• [Task item]
Would you give the listing back word for word once its pictures are removed?

• [Data records]
• • • • •
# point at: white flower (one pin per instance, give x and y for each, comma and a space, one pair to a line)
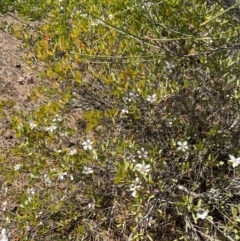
201, 213
144, 169
17, 167
182, 146
87, 145
32, 125
235, 161
152, 98
87, 170
51, 128
142, 153
62, 176
72, 152
3, 236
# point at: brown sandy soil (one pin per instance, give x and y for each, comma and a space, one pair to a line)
16, 81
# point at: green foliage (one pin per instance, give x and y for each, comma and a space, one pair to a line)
135, 120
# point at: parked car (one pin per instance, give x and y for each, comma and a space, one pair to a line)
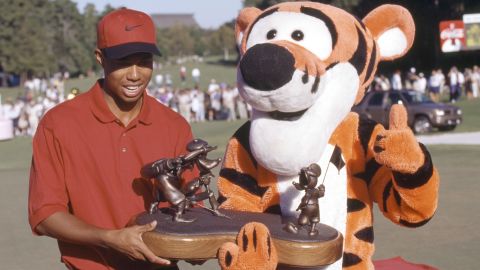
423, 113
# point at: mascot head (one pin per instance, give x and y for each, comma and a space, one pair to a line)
303, 65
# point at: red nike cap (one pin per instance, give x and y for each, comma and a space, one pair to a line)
126, 31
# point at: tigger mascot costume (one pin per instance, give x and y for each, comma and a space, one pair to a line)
303, 66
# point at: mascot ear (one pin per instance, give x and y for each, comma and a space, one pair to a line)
244, 19
393, 29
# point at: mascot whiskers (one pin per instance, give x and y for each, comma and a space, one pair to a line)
303, 66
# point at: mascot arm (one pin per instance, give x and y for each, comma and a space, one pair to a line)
237, 184
406, 185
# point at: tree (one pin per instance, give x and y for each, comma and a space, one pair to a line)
24, 45
222, 41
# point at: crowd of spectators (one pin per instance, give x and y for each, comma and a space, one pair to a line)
219, 101
454, 83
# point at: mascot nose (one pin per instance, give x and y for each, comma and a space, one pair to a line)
267, 66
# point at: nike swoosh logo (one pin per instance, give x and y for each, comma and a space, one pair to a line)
131, 27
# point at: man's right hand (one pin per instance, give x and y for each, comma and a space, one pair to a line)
129, 242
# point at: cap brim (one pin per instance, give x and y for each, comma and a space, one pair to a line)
121, 51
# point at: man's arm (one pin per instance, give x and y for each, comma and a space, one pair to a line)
66, 227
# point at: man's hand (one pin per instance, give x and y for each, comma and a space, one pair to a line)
129, 242
397, 147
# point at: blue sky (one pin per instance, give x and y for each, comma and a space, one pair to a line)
208, 13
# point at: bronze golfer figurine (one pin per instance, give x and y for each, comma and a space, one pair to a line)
309, 208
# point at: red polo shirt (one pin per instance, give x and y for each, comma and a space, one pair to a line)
87, 163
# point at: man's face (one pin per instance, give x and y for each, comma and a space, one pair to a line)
126, 78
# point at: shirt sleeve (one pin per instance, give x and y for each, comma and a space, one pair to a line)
185, 137
47, 191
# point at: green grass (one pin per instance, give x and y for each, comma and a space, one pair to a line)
211, 68
448, 241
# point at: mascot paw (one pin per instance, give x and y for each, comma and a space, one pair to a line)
397, 147
254, 250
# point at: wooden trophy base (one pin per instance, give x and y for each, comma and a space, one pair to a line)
201, 239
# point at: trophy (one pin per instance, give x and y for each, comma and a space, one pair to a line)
189, 230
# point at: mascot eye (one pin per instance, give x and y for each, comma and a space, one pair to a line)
297, 35
272, 34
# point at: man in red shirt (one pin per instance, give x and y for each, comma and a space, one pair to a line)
85, 183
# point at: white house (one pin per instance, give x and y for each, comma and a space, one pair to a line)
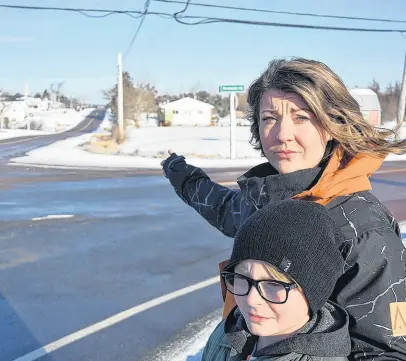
188, 111
369, 104
14, 112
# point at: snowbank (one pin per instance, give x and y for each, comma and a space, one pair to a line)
57, 120
15, 133
206, 147
45, 122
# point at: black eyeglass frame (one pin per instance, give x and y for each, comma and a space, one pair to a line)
287, 286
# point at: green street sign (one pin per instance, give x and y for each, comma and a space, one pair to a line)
231, 88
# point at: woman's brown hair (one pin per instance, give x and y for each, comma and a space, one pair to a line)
326, 95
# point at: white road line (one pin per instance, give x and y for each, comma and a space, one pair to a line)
53, 346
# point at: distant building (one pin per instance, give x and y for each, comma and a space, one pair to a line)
188, 111
369, 103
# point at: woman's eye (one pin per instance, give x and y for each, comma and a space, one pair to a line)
269, 119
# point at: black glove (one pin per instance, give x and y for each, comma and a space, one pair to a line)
169, 163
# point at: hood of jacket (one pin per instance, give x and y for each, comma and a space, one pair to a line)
325, 335
322, 184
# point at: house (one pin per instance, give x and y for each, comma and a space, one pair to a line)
369, 103
12, 114
188, 111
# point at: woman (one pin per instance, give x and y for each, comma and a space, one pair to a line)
319, 148
282, 309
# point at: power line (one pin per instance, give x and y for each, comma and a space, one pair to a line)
278, 12
146, 6
208, 20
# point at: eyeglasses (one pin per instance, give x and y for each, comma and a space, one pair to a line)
270, 290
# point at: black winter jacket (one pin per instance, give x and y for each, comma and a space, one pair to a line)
373, 251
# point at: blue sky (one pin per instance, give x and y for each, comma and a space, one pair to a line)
46, 47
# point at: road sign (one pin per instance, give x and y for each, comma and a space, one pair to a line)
231, 88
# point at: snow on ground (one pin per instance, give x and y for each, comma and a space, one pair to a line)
58, 120
46, 122
15, 133
206, 147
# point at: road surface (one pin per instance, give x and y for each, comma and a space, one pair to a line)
128, 240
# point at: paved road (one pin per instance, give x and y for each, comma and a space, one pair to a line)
130, 240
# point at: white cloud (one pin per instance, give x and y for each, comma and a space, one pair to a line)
15, 39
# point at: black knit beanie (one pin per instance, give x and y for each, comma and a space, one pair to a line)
300, 239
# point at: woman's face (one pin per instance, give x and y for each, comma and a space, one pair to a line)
264, 318
292, 138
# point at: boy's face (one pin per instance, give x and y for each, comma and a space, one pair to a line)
264, 318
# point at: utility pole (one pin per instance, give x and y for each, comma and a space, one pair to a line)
120, 102
402, 99
233, 125
26, 106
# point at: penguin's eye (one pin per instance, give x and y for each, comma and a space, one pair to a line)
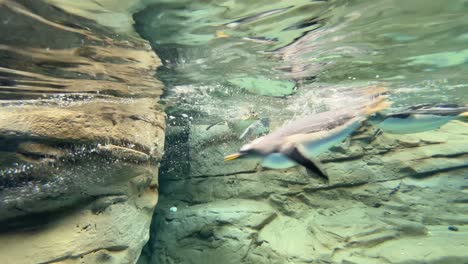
• • • • •
• [Expected answer]
# point at: white flower (one pin per instance, give x and y for each, comma and a space, one pair to a line)
201, 213
144, 169
17, 167
182, 146
87, 145
32, 125
235, 161
152, 98
87, 170
51, 128
142, 153
62, 176
72, 152
3, 236
# point at: brown sandy soil (one pin per instance, give x and y for each, comma and a space, one pair to a line)
16, 81
# point at: green foliage (one pin per instance, give x and y for each, comma and a space, one pair to a line)
135, 120
# point at: parked car (one pin per instance, give x and y for each, comma and a space, one pair to a line)
423, 113
# point at: mascot head (one pin per instance, give x and y for each, comma and a space, one pair to a line)
303, 65
# point at: red nike cap (one pin per instance, give x and y for each, comma and a space, one pair to a line)
126, 31
# point at: tigger mascot costume (one pin per instance, give x and y for each, comma and a space, one pair to a line)
303, 66
# point at: mascot ear (one pin per instance, give x and y for each, comma and a space, one pair to a line)
244, 19
393, 29
# point at: mascot whiskers (one pin per instance, give x and y for each, comma and a space, one pair to a line)
303, 66
# point at: mascot arm (one pin per instance, give x and y for each, comma and a space, one pair to a line)
237, 184
406, 185
# point at: tree (one pin per instance, give x and y for each, comma and a space, one pair to a line)
24, 45
222, 41
# point at: crowd of spectators (one pin per instance, give x and y for each, comma and a space, one pair to a line)
219, 101
454, 83
# point at: mascot nose (one pin per instance, give x and y for each, comma and a space, one pair to a line)
267, 66
# point at: nike swoosh logo (one pin per instance, give x and y for each, comma and a space, one pair to a line)
131, 27
# point at: man's right hand (one pin per instance, give x and y for each, comma and a space, one pair to a line)
129, 242
# point at: cap brim (one pin per instance, give x and y for each, comma and a space, one pair to a line)
121, 51
# point at: man's arm (one pin per instance, give x and y for each, comma and a space, one pair to a line)
66, 227
# point at: man's hand (one pin per instance, give x and y for each, comma and a space, one pair to a line)
129, 242
397, 147
# point at: blue sky (one pin per instance, give x and y for each, comma and a space, one pair to a line)
208, 13
# point at: bronze golfer figurine (one pin per instance, give x and y for each, comma and a space, one pair to a line)
309, 208
# point at: red polo shirt (one pin per instance, give x and y for each, comma and a space, one pair to a line)
87, 163
# point at: man's face (one pin per instance, give x and y for each, comma and a space, one pair to a line)
126, 78
# point at: shirt sleeve (one pin per instance, give x and y for each, comma and a space, one pair to a line)
185, 137
47, 191
# point at: green grass (one pin per instance, give x and y for each, comma and a space, one pair to a line)
211, 68
448, 241
# point at: mascot paw (one pin per instance, give x and y for each, comma and a space, one pair to a line)
397, 147
254, 250
# point at: wooden trophy base (one pin per instance, give x and y for each, comma and a space, one pair to a line)
201, 239
# point at: trophy (one pin per instance, give x and y for each, comma and a space, one pair to a line)
189, 230
# point at: mascot eye (one pin per instance, give x and y for each, comma and a space, one pair to a line)
297, 35
272, 34
# point at: man in red shirt (one pin per instance, give x and y for each, comma and a space, one pair to a line)
85, 183
# point at: white house (one pin per instance, give x and y for each, comma and a space, one pair to a line)
188, 111
369, 104
14, 112
# point at: snowbank (one pin per instance, give x and y for each, comma and a space, one pair to a line)
57, 120
15, 133
206, 147
45, 122
# point at: black eyeglass frame (one pin per instance, give x and y for each, comma and a space, one pair to a line)
287, 286
# point at: green street sign (one pin per instance, give x and y for each, comma and a space, one pair to a line)
231, 88
# point at: woman's brown hair (one pin per instance, give x and y for each, comma and a space, one pair to a line)
326, 95
# point at: white road line (one pin per instance, give x and y for each, comma and a space, one pair to a line)
53, 346
# point at: distant building (one pin per instance, give x and y for each, comma and a space, one pair to a line)
188, 111
369, 103
# point at: woman's eye (one pin per instance, give x and y for each, comma and a space, one pair to a line)
269, 119
# point at: black glove (one pin per instance, give x and y for each, comma and a space, one pair to a line)
169, 163
# point at: hood of jacket (one pin per instance, give x and y for each, comma and a space, one pair to a line)
325, 335
322, 184
# point at: house (one pin per instance, give x and y for each, comma and a space, one pair to a line)
369, 103
12, 114
188, 111
# point at: woman (one pin per instance, give x and y for each, comma and a space, one pair to a line)
319, 148
282, 309
# point at: power line (one pin per instance, give x and y for each, comma and a space, one pair to a line)
278, 12
146, 6
208, 20
# point at: eyeglasses (one pin per instance, give x and y for each, comma and a space, one pair to a line)
270, 290
# point at: black winter jacket (one pin per instance, give x and y for each, comma and a space, one pair to a line)
373, 251
# point at: blue sky (one pin per instance, give x and y for each, comma and a space, one pair to a line)
46, 47
# point at: road sign (one pin per instance, give x and y for each, comma and a space, one pair to a line)
231, 88
# point at: snow on ground (one pin per instance, give x and y for each, comma and a space, one pair to a line)
58, 120
46, 122
15, 133
206, 147
# point at: road surface (one pin per instance, give x and y for each, comma and a space, one pair to a line)
128, 240
# point at: paved road (one pin per instance, give x and y for each, comma and a space, one pair to a line)
130, 240
# point at: white cloud (one pin per instance, give x and y for each, comma and a space, one pair to a line)
15, 39
# point at: black knit beanie (one pin per instance, give x and y for each, comma and a space, one pair to a line)
300, 239
# point at: woman's face (one pin per instance, give x and y for each, comma and a space, one pair to a line)
264, 318
292, 138
# point at: boy's face (one pin per instance, give x and y for each, comma and a space, one pair to a line)
264, 318
# point at: utility pole (one pin per instance, give x and y for each, comma and a space, one pair to a line)
120, 102
402, 99
233, 125
26, 106
# point at: penguin's eye (one pin per instance, give x and y for each, comma and a space, one pair to a line)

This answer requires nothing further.